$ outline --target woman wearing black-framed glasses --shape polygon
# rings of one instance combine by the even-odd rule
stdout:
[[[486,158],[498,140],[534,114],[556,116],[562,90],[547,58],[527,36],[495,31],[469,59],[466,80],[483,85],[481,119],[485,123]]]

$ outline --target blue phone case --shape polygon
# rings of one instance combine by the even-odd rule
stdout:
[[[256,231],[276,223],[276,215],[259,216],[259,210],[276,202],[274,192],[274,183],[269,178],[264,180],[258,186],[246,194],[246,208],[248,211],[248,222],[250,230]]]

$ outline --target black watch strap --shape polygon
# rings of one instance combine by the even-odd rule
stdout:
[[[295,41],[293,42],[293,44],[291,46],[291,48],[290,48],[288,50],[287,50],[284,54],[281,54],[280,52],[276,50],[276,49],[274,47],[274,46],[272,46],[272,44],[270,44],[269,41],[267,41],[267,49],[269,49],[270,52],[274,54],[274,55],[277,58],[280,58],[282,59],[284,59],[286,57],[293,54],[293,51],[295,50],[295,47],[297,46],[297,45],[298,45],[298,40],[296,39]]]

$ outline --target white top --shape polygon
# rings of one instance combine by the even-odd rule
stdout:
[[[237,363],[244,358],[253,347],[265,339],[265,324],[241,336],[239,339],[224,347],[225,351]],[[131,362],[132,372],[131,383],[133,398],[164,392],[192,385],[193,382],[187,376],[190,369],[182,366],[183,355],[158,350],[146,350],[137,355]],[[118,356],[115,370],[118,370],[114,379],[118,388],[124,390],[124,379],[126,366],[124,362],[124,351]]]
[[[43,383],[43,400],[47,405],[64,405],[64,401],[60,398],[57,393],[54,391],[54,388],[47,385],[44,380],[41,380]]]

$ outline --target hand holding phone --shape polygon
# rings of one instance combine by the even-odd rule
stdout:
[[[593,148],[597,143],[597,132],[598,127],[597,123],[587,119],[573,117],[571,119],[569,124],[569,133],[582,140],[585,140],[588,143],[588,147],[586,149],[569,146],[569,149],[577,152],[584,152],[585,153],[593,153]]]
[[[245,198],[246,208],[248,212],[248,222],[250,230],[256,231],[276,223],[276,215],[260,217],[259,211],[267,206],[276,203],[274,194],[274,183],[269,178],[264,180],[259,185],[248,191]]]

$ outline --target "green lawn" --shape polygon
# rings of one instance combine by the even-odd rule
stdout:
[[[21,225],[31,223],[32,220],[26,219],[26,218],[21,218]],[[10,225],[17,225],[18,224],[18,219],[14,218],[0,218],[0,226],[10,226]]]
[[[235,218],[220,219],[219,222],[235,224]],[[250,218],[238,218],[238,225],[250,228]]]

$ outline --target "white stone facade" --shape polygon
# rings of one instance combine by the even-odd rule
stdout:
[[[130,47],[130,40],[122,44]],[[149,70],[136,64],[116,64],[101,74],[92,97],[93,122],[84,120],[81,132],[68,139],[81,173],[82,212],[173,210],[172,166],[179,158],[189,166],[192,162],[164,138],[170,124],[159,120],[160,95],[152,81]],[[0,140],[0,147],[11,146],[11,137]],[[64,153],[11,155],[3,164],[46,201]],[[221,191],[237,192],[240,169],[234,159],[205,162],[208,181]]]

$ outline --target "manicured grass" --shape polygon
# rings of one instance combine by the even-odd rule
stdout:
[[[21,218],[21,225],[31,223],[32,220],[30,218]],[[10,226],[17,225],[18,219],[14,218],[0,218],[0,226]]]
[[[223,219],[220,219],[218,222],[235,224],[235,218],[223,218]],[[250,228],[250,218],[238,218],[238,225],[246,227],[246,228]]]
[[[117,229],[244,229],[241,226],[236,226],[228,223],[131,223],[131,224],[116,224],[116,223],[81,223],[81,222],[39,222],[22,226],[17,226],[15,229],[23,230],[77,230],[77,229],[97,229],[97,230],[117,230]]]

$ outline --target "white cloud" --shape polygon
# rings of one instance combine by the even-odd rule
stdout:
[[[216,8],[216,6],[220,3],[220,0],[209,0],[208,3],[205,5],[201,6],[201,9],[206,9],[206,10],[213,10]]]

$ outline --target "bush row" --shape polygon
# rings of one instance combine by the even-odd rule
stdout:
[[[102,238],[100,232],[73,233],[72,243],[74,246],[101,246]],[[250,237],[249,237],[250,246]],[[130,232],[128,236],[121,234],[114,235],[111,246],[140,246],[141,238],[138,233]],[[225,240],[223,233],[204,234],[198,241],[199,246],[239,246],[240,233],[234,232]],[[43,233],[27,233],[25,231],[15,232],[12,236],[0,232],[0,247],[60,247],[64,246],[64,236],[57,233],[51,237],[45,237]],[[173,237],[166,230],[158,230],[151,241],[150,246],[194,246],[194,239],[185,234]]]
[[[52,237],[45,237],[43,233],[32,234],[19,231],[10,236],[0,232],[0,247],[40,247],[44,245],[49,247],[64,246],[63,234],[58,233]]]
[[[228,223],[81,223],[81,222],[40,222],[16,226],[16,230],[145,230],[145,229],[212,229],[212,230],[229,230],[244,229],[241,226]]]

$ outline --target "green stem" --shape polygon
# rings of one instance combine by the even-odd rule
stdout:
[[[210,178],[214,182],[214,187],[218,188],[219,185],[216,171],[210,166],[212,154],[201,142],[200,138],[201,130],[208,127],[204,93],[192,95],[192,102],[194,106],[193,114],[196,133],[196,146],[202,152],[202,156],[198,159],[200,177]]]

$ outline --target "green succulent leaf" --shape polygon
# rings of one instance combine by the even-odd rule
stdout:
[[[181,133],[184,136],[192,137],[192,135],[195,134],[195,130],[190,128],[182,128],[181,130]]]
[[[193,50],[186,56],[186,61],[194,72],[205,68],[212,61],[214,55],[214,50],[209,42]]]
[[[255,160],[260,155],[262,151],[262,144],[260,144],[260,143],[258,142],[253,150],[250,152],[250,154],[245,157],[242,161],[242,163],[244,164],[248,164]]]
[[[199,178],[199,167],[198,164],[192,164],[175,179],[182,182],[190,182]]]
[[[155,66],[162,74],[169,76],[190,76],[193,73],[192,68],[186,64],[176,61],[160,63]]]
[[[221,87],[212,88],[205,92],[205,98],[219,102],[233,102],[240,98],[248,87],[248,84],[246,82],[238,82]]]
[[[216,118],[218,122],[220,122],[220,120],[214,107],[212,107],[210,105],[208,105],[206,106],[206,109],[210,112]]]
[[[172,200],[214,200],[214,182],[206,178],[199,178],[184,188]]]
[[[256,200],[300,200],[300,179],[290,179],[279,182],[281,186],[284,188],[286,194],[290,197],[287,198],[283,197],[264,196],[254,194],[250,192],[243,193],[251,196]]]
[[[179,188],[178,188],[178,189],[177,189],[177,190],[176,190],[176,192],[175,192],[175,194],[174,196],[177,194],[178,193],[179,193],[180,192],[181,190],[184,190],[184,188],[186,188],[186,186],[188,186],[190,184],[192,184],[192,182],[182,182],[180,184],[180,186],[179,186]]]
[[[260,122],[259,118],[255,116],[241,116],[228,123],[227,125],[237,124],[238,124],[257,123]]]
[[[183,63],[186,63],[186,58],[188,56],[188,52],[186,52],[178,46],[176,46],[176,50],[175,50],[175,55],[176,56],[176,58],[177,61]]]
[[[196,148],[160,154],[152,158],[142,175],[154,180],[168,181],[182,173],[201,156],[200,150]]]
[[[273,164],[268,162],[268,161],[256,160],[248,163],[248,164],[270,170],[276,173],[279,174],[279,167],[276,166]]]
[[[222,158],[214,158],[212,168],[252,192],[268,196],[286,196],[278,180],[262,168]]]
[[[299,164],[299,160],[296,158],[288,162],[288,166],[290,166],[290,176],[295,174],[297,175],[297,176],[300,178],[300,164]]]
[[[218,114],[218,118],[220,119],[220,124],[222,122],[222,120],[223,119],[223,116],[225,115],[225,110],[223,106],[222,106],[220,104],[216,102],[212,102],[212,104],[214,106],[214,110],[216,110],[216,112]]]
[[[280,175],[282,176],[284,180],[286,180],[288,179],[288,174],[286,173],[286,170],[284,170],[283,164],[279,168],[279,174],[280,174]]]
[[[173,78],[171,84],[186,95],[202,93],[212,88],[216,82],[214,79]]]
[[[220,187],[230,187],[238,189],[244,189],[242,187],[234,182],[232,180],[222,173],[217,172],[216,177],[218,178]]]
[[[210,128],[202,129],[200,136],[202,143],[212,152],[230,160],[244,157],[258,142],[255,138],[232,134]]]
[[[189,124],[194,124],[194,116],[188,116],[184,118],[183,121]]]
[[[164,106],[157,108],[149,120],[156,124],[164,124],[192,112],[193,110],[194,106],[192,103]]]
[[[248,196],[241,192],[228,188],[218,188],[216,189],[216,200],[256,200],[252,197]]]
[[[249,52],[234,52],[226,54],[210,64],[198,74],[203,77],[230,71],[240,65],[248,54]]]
★ ★ ★ ★ ★
▶ [Your task]
List every line of the items above that contains the word "phone", matching case exactly.

▶ [Solution to the problem]
$ outline --target blue phone case --shape polygon
$ outline --target hand holding phone --shape polygon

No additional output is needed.